Extracted material =>
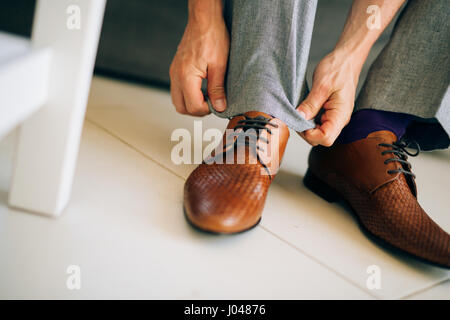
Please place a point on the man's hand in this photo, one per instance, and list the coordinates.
(202, 54)
(334, 86)
(336, 77)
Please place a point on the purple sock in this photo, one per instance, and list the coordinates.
(366, 121)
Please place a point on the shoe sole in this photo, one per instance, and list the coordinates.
(323, 190)
(194, 226)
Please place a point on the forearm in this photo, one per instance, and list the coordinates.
(359, 33)
(205, 11)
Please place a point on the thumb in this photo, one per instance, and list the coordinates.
(311, 106)
(216, 88)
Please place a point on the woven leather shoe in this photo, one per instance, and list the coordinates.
(373, 176)
(227, 192)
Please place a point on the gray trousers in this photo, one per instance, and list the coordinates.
(269, 50)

What you need to do =>
Return all the records exactly. Skip the pictures.

Final answer =>
Please place a point on the man's hand in this photo, one per instance, and list the coordinates.
(202, 54)
(334, 86)
(336, 77)
Please place a point on the purple sock in this photo, one per instance, and list the coordinates.
(366, 121)
Please place a point on the shoe sole in this photo, one per instance, and list the coordinates.
(323, 190)
(194, 226)
Please place a point on the forearm in this photo, one per instance, and list the coordinates.
(359, 33)
(205, 11)
Please place a point on the thumb in this photo, one per instance, and list the coordinates.
(311, 106)
(216, 88)
Please place a point on the woven leather shoe in this photo, one per instance, and list the coordinates.
(373, 176)
(227, 192)
Please place a point on the gray trousers in this photo, one per instance, and list the coordinates.
(269, 50)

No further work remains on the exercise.